§ **REQUIRED ACTION**
Recast every line of the records below as a JSON list of strings, one string per line, leaving out blank lines.

§ **SOURCE DATA**
%%

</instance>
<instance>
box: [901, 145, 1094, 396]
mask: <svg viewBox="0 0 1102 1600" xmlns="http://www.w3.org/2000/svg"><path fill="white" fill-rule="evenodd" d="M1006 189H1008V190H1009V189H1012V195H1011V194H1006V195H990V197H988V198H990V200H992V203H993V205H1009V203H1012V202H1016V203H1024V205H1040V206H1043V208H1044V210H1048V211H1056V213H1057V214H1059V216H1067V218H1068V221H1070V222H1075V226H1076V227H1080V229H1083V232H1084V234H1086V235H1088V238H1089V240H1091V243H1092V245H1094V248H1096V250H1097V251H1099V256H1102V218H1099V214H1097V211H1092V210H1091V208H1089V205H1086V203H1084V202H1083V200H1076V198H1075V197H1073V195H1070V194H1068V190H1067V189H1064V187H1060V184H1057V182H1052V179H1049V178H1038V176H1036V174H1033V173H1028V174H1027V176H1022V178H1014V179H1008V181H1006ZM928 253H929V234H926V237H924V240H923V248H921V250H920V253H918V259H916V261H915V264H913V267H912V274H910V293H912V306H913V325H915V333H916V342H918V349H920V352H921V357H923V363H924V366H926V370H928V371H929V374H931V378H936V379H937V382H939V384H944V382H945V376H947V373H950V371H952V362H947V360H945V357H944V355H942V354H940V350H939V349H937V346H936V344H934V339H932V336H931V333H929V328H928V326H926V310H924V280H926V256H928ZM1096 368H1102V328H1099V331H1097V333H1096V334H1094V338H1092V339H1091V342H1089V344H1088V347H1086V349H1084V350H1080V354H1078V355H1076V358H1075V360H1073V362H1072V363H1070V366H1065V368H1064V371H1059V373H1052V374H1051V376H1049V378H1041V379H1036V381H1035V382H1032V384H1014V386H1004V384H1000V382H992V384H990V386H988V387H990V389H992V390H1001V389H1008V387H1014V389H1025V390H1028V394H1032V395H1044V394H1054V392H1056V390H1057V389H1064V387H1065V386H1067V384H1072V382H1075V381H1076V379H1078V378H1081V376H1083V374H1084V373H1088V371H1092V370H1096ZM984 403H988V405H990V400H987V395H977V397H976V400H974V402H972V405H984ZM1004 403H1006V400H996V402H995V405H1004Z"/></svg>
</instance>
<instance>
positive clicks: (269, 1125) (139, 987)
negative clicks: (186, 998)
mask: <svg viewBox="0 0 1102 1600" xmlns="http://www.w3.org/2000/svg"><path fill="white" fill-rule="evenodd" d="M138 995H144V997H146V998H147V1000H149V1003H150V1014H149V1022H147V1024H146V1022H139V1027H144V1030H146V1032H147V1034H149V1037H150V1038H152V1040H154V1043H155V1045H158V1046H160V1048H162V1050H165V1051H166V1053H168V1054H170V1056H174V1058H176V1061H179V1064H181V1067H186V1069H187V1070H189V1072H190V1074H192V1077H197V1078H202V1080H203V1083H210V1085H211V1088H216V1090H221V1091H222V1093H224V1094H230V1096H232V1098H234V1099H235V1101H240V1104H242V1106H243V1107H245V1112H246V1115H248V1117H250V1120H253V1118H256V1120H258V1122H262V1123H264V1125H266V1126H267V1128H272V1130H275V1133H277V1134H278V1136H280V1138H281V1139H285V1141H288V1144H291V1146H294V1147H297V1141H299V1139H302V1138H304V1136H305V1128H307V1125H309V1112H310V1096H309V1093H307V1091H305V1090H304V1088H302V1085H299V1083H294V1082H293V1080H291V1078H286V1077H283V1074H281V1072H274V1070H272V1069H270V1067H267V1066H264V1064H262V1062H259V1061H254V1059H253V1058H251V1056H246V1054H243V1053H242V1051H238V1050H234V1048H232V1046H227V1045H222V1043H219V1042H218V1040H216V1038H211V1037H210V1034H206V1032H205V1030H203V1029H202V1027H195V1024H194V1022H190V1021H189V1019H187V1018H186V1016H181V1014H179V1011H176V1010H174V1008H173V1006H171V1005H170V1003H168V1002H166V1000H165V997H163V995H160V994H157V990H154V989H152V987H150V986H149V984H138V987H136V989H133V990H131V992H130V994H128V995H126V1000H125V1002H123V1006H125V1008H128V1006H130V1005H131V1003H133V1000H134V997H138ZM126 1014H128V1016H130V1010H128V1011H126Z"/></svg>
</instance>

%%

§ **EXPECTED OUTPUT**
[
  "</instance>",
  "<instance>",
  "box: [901, 145, 1094, 396]",
  "mask: <svg viewBox=\"0 0 1102 1600\" xmlns=\"http://www.w3.org/2000/svg\"><path fill=\"white\" fill-rule=\"evenodd\" d=\"M1006 189H1008V190H1009V189H1012V195H1011V194H1006V195H990V197H988V198H990V200H992V203H993V205H1009V203H1012V202H1016V203H1024V205H1040V206H1043V208H1044V210H1048V211H1056V213H1057V214H1059V216H1067V218H1068V221H1070V222H1075V226H1076V227H1080V229H1083V232H1084V234H1086V235H1088V238H1089V240H1091V243H1092V245H1094V248H1096V250H1097V251H1099V256H1102V218H1099V214H1097V211H1092V210H1091V208H1089V205H1086V203H1084V202H1083V200H1076V198H1075V197H1073V195H1070V194H1068V190H1067V189H1064V187H1060V184H1057V182H1052V179H1049V178H1038V176H1036V174H1033V173H1028V174H1027V176H1022V178H1014V179H1008V181H1006ZM928 253H929V234H926V237H924V240H923V248H921V250H920V253H918V259H916V261H915V264H913V267H912V274H910V293H912V306H913V325H915V333H916V342H918V349H920V352H921V357H923V363H924V366H926V370H928V371H929V374H931V378H936V379H937V382H939V384H944V382H945V376H947V373H950V371H952V362H947V360H945V357H944V355H942V354H940V350H939V349H937V346H936V344H934V339H932V336H931V333H929V328H928V326H926V310H924V280H926V256H928ZM1096 368H1102V328H1099V331H1097V333H1096V334H1094V338H1092V339H1091V342H1089V344H1088V347H1086V349H1084V350H1080V354H1078V355H1076V358H1075V360H1073V362H1072V363H1070V366H1065V368H1064V371H1059V373H1052V374H1051V376H1049V378H1041V379H1036V381H1035V382H1032V384H1014V386H1004V384H1000V382H992V384H990V386H988V387H990V389H992V390H1001V389H1008V387H1014V389H1025V390H1028V394H1032V395H1044V394H1054V392H1056V390H1057V389H1064V387H1065V386H1067V384H1072V382H1075V381H1076V379H1078V378H1081V376H1083V374H1084V373H1088V371H1092V370H1096ZM984 403H988V405H990V400H987V395H977V397H976V400H974V402H972V405H984ZM1004 403H1006V400H996V402H995V405H1004Z\"/></svg>",
  "</instance>",
  "<instance>",
  "positive clicks: (269, 1125) (139, 987)",
  "negative clicks: (186, 998)",
  "mask: <svg viewBox=\"0 0 1102 1600\" xmlns=\"http://www.w3.org/2000/svg\"><path fill=\"white\" fill-rule=\"evenodd\" d=\"M138 995H144V997H146V998H147V1000H149V1003H150V1014H149V1022H147V1024H146V1022H139V1027H144V1030H146V1032H147V1034H149V1037H150V1038H152V1040H154V1043H155V1045H158V1046H160V1048H162V1050H165V1051H166V1053H168V1054H170V1056H174V1058H176V1061H179V1064H181V1067H186V1069H187V1070H189V1072H190V1074H192V1077H197V1078H202V1080H203V1083H210V1085H211V1088H216V1090H221V1091H222V1093H224V1094H230V1096H232V1098H234V1099H235V1101H240V1104H242V1106H243V1107H245V1112H246V1115H248V1117H250V1120H253V1118H256V1120H258V1122H262V1123H264V1125H266V1126H267V1128H272V1130H275V1133H277V1134H278V1136H280V1138H281V1139H285V1141H288V1144H291V1146H294V1147H297V1141H299V1139H302V1138H304V1136H305V1128H307V1125H309V1112H310V1096H309V1093H307V1091H305V1090H304V1088H302V1085H299V1083H294V1082H293V1080H291V1078H286V1077H283V1074H281V1072H274V1070H272V1069H270V1067H267V1066H264V1064H262V1062H259V1061H254V1059H253V1058H251V1056H246V1054H243V1053H242V1051H238V1050H234V1048H232V1046H227V1045H222V1043H219V1042H218V1040H216V1038H211V1037H210V1034H206V1032H205V1030H203V1029H202V1027H195V1024H194V1022H190V1021H189V1019H187V1018H186V1016H181V1014H179V1011H176V1010H174V1008H173V1006H171V1005H170V1003H168V1002H166V1000H165V997H163V995H160V994H157V990H154V989H152V987H150V986H149V984H138V987H136V989H133V990H131V992H130V994H128V995H126V1000H125V1002H123V1006H125V1008H128V1006H130V1005H131V1003H133V1000H134V997H138ZM126 1014H128V1016H130V1010H128V1011H126Z\"/></svg>",
  "</instance>"
]